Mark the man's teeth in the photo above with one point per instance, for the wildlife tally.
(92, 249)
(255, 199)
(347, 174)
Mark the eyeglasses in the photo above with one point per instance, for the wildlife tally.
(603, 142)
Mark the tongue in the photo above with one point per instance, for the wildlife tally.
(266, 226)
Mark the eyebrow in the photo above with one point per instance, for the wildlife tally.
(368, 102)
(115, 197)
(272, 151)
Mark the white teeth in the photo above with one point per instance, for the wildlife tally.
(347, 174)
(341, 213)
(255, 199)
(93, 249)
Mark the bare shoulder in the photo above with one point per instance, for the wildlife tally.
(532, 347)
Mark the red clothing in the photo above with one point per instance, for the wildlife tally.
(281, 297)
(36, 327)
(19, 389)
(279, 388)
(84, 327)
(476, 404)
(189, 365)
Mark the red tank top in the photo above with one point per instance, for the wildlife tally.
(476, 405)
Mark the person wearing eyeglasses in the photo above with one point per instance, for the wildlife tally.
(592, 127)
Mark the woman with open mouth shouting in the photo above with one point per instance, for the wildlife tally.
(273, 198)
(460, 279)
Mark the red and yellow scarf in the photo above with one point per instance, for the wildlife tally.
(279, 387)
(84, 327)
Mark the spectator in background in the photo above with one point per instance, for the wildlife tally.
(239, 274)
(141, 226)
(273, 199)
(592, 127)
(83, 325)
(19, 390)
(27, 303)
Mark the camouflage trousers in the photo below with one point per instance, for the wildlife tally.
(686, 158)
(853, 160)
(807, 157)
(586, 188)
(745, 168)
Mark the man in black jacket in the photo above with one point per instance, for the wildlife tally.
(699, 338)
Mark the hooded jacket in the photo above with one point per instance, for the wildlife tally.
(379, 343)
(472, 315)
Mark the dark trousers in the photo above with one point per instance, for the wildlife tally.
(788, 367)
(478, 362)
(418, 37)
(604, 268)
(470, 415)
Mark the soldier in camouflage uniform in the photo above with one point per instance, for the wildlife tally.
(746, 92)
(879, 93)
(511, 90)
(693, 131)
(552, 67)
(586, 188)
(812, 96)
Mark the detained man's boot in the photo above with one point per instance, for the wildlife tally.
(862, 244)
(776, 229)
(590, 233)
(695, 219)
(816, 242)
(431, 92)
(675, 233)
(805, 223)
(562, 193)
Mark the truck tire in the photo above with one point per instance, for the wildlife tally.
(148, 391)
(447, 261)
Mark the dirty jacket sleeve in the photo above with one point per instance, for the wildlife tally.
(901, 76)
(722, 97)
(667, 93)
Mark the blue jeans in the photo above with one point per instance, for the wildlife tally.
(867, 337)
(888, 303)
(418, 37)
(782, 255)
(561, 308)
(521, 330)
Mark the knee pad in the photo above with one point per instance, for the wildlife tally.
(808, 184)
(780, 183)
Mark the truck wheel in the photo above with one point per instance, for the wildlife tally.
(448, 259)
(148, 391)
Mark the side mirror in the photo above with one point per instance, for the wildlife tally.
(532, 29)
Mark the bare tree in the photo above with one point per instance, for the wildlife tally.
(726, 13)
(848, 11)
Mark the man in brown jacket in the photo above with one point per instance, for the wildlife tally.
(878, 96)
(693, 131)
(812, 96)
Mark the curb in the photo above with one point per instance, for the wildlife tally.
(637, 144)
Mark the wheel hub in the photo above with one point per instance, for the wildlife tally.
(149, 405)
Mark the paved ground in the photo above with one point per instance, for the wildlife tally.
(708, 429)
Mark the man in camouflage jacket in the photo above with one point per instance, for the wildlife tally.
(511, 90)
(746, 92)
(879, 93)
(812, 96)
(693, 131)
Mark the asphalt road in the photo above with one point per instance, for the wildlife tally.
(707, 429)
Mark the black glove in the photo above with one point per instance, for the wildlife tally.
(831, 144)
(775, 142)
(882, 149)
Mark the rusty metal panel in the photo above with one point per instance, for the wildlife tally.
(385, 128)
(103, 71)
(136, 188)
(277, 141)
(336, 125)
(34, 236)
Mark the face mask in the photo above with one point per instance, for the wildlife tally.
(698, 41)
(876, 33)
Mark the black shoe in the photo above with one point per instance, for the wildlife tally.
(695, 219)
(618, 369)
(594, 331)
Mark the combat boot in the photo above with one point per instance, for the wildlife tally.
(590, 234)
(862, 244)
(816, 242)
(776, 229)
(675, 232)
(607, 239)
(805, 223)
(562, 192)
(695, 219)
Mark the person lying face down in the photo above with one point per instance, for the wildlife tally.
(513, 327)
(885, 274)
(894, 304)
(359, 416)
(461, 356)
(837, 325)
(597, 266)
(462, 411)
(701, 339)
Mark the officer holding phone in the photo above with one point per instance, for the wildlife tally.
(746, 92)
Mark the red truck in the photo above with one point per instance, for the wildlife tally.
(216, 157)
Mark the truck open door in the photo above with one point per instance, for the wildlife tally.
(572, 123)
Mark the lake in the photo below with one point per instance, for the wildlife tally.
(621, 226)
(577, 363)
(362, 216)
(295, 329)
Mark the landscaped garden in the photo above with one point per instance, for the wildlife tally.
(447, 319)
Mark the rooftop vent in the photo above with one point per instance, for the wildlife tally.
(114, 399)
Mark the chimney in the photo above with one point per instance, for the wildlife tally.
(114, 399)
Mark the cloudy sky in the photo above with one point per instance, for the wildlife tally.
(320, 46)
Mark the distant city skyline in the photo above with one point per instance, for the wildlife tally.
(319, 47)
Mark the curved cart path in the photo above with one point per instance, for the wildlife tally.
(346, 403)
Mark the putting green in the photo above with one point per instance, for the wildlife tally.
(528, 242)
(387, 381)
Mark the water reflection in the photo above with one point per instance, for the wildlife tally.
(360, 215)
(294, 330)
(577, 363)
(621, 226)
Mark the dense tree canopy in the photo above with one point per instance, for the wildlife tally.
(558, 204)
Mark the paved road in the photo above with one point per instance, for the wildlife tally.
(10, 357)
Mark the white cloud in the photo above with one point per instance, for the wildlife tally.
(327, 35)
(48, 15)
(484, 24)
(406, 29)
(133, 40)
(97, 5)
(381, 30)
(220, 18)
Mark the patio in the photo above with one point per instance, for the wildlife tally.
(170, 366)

Exercise goal => Repeat exactly, and only, the lines from the line containing "Mark the combat" through the last line of the records above, both included.

Exercise output =>
Mark the combat boot in the photo above with one point per instance, for the wildlife tally.
(590, 234)
(862, 244)
(816, 242)
(776, 229)
(675, 232)
(607, 239)
(805, 223)
(562, 192)
(695, 219)
Mark the person lying face down in the photo above with one point per instance, for the wildlife tally.
(513, 327)
(885, 274)
(894, 304)
(359, 416)
(461, 356)
(837, 325)
(597, 266)
(462, 411)
(701, 339)
Mark the officer holding phone in the photo above with one point per instance, for the wildlife tally.
(746, 92)
Mark the red truck in the photo above with one point per instance, for the wildlife tally.
(216, 157)
Mark the truck open door in the photo above with one point per instance, for the wildlife tally.
(572, 123)
Mark the lake in the photo below with one point per instance, for the wildlife tally.
(621, 226)
(577, 363)
(362, 216)
(295, 329)
Mark the landscaped garden in the photo above with one point per instance, for the wildlife tally.
(447, 319)
Mark the rooftop vent in the photo above with one point per instance, for the wildlife tally.
(114, 399)
Mark the chimney in the photo above with one point per instance, for the wildlife tally.
(114, 399)
Mark the cloudy sky in the photo above with one point per instance, for the wildlife tally.
(320, 46)
Mark the distant city skyline in the photo above with one point per instance, for the wildlife tally.
(319, 47)
Mark the curved cart path in the photo above with one point per instance, for the wildlife tally.
(346, 403)
Mark the putting green in the photo above with one point per instance, for the wildlife tally.
(528, 242)
(387, 381)
Mark the water reflection in the photo above with one point per instance, for the wildlife tally.
(360, 215)
(294, 330)
(577, 363)
(621, 226)
Mark the dense tree canopy in the photo above with one point per instance, for the wildlife tally.
(558, 204)
Mark the paved road in the photo above with one point per instance, for the wildlife tally.
(10, 357)
Mark the white cloud in the photo above with one point per instance, for the wildlife tally.
(327, 35)
(48, 15)
(484, 24)
(406, 29)
(133, 40)
(97, 5)
(381, 30)
(220, 18)
Mark the patio in the photo above with one point per instance, for the wildlife tally.
(170, 366)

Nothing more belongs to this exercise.